## ACTION ITEM:
Your answer should hold the data exactly as given, minus any picture.

## DATA RECORDS:
******************************
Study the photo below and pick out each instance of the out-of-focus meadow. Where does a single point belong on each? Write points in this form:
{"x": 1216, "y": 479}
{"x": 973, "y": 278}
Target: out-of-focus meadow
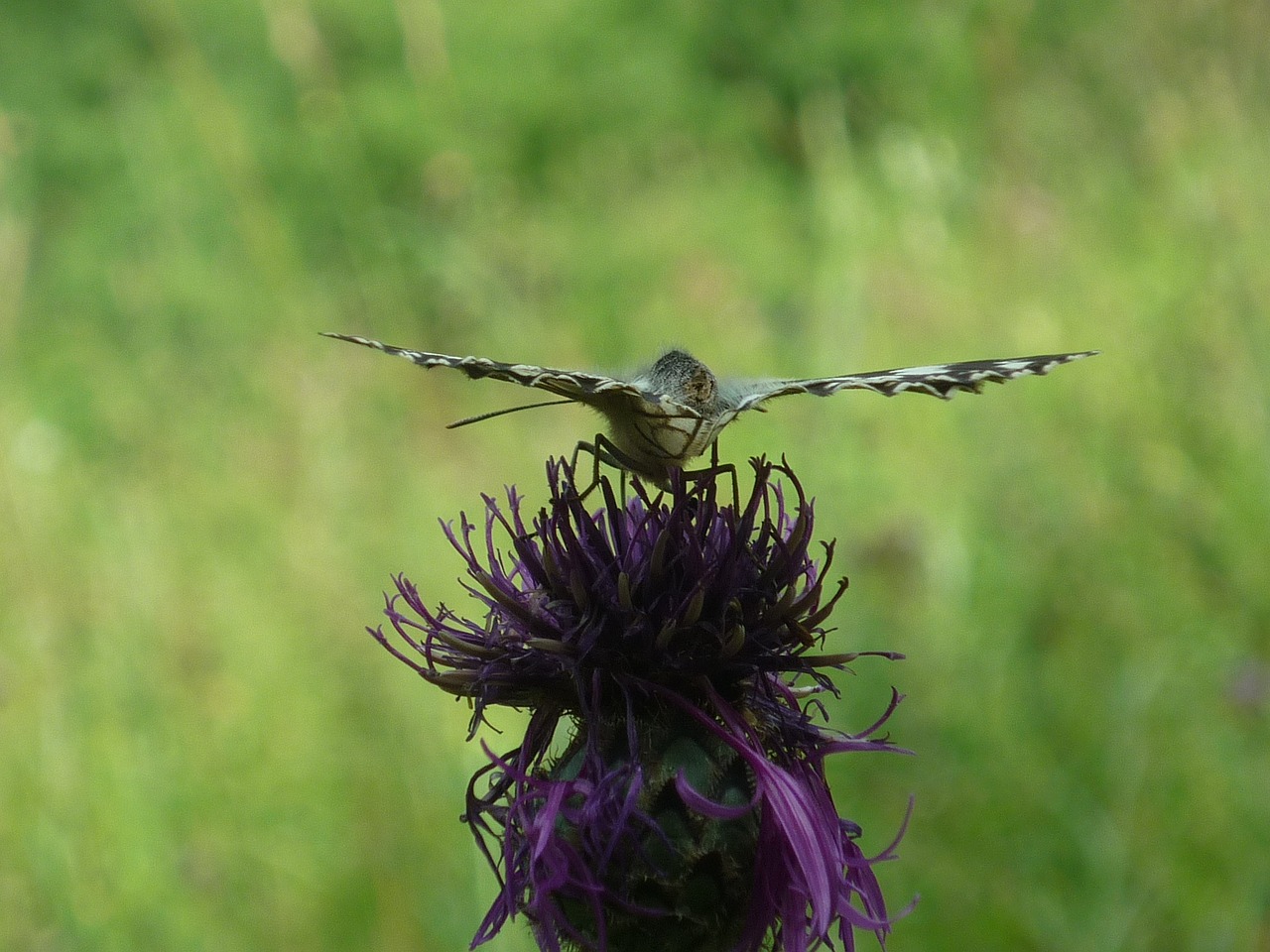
{"x": 200, "y": 499}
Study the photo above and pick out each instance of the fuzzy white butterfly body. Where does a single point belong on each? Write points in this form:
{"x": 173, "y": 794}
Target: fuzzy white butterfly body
{"x": 672, "y": 413}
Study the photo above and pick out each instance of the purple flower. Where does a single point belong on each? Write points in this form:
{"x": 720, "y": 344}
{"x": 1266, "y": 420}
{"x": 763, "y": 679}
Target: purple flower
{"x": 677, "y": 640}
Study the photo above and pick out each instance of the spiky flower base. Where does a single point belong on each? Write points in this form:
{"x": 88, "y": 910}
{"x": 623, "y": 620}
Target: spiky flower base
{"x": 690, "y": 807}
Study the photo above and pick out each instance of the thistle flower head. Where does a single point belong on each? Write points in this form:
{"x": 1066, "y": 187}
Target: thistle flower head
{"x": 689, "y": 810}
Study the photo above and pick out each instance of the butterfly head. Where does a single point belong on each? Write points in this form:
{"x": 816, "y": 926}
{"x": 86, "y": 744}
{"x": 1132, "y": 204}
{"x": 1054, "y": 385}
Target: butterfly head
{"x": 685, "y": 380}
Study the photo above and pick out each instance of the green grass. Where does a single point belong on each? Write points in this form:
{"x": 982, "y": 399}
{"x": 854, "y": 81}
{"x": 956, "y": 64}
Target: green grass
{"x": 200, "y": 499}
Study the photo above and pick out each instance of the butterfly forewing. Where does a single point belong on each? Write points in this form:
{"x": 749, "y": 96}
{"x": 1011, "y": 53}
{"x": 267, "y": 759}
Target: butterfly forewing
{"x": 574, "y": 385}
{"x": 672, "y": 413}
{"x": 939, "y": 380}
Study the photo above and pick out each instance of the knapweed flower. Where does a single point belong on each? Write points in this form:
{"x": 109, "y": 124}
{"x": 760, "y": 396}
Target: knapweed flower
{"x": 670, "y": 791}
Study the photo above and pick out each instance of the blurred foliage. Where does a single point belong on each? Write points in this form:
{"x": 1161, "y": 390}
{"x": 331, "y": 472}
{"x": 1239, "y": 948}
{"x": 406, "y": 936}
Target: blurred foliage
{"x": 199, "y": 498}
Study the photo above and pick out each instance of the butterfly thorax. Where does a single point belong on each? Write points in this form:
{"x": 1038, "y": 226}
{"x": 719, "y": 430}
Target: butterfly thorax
{"x": 676, "y": 419}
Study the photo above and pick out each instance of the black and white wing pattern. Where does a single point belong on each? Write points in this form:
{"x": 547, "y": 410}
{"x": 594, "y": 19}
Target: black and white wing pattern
{"x": 572, "y": 385}
{"x": 943, "y": 380}
{"x": 674, "y": 412}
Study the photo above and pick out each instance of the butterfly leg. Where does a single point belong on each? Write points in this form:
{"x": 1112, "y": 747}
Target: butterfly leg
{"x": 602, "y": 451}
{"x": 714, "y": 471}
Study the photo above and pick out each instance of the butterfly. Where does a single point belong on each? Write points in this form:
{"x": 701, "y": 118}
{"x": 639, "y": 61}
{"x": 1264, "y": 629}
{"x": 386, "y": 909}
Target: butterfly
{"x": 674, "y": 412}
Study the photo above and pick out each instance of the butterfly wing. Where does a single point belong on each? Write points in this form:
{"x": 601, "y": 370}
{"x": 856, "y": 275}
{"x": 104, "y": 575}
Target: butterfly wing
{"x": 590, "y": 389}
{"x": 939, "y": 380}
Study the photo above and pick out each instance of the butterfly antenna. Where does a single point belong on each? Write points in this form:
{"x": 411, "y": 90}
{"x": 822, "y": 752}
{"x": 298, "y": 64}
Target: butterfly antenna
{"x": 479, "y": 417}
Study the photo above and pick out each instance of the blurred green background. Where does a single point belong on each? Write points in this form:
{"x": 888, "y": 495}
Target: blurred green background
{"x": 200, "y": 499}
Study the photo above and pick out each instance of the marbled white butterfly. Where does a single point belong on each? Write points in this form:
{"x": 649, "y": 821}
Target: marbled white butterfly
{"x": 674, "y": 412}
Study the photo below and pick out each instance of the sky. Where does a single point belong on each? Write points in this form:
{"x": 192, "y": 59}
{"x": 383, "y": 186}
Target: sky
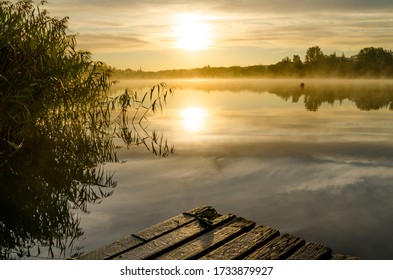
******************************
## SOLUTION TO THE PROBLEM:
Study the photo below and pick out each instance of the out-of-focus meadow. Where does a single point belong on each? Write points in this form:
{"x": 1216, "y": 479}
{"x": 973, "y": 278}
Target: out-of-focus meadow
{"x": 200, "y": 499}
Study the photo above and pick out each instance of the fuzzy white butterfly body. Where does a single point belong on each? Write points in this form:
{"x": 173, "y": 794}
Target: fuzzy white butterfly body
{"x": 672, "y": 413}
Study the photo above and pick out each instance of the purple flower. Where does a single point belong on each? Write points in this form:
{"x": 720, "y": 344}
{"x": 1266, "y": 420}
{"x": 763, "y": 679}
Target: purple flower
{"x": 677, "y": 640}
Study the photo above and pick out each instance of the spiky flower base. Where does a single point belong on each? Write points in this form:
{"x": 88, "y": 910}
{"x": 623, "y": 620}
Target: spiky flower base
{"x": 690, "y": 807}
Study the photo above and pick out each instance of the thistle flower head. Where does a single point belong on each? Write points in this form:
{"x": 1066, "y": 187}
Target: thistle flower head
{"x": 689, "y": 810}
Study the photo above and pick out each instance of the butterfly head. Where does a single point belong on each? Write points in this form:
{"x": 816, "y": 926}
{"x": 86, "y": 744}
{"x": 1132, "y": 204}
{"x": 1054, "y": 385}
Target: butterfly head
{"x": 685, "y": 380}
Study the photo above and pick out each instance of the green grass. Where does a single point belong on each? Write points in this form:
{"x": 982, "y": 399}
{"x": 854, "y": 81}
{"x": 956, "y": 64}
Target: green grass
{"x": 200, "y": 499}
Study the photo above and pick out each instance of the butterfly forewing. Where does a single point belong on each? Write points in this form:
{"x": 749, "y": 96}
{"x": 1011, "y": 53}
{"x": 267, "y": 759}
Target: butterfly forewing
{"x": 574, "y": 385}
{"x": 672, "y": 413}
{"x": 939, "y": 380}
Study the photo above and pick out each instance of the knapweed flower. Where does a single point belong on each? Write points in this form:
{"x": 109, "y": 124}
{"x": 760, "y": 396}
Target: knapweed flower
{"x": 670, "y": 791}
Study the photo above and pick out each instance of the blurred foliage. Where does a single point belong on each? Write points in this form:
{"x": 1161, "y": 390}
{"x": 331, "y": 472}
{"x": 1239, "y": 948}
{"x": 406, "y": 936}
Target: blurred foliage
{"x": 199, "y": 498}
Study the photo above and pick out each instance of the butterfly thorax. Where does a single point belong on each? Write points in this form:
{"x": 1038, "y": 226}
{"x": 719, "y": 430}
Target: butterfly thorax
{"x": 676, "y": 419}
Study the photo above and pick out each instance of the black and white wing pattern. Where does a single point belong on each? Write points in this form:
{"x": 547, "y": 410}
{"x": 594, "y": 19}
Target: black and white wing pattern
{"x": 572, "y": 385}
{"x": 943, "y": 380}
{"x": 674, "y": 412}
Study the photo above and pick out each instance of the butterfly leg. Where does a single point belong on each? Write points in this form:
{"x": 1112, "y": 747}
Target: butterfly leg
{"x": 602, "y": 451}
{"x": 714, "y": 471}
Study the photo above and pick out each instance of the butterfly. Where does a single point belong on each? Write points in this form:
{"x": 701, "y": 118}
{"x": 639, "y": 61}
{"x": 1264, "y": 629}
{"x": 386, "y": 909}
Target: butterfly
{"x": 674, "y": 412}
Study the photo above and pick out each instance of the butterfly wing. Where does a single point belong on each? Write points in this form:
{"x": 601, "y": 370}
{"x": 856, "y": 275}
{"x": 104, "y": 575}
Target: butterfly wing
{"x": 590, "y": 389}
{"x": 939, "y": 380}
Study the photo above and pick out each instance of the butterfly antenna. Where does a single point belong on each? Write points in this form:
{"x": 411, "y": 90}
{"x": 822, "y": 752}
{"x": 298, "y": 64}
Target: butterfly antenna
{"x": 479, "y": 417}
Study the photo above and pick out each instance of the blurred green background. Where does a single point belong on each? Write points in this form:
{"x": 888, "y": 495}
Target: blurred green background
{"x": 200, "y": 499}
Study the photo above and pick out each instance of the marbled white butterfly. Where does a single point belong on each? Write points in this form:
{"x": 649, "y": 821}
Target: marbled white butterfly
{"x": 674, "y": 412}
Study the photo below and pick out each instance of the sky. Where does a single point belong on each? Write points in this form:
{"x": 192, "y": 59}
{"x": 383, "y": 186}
Target: sky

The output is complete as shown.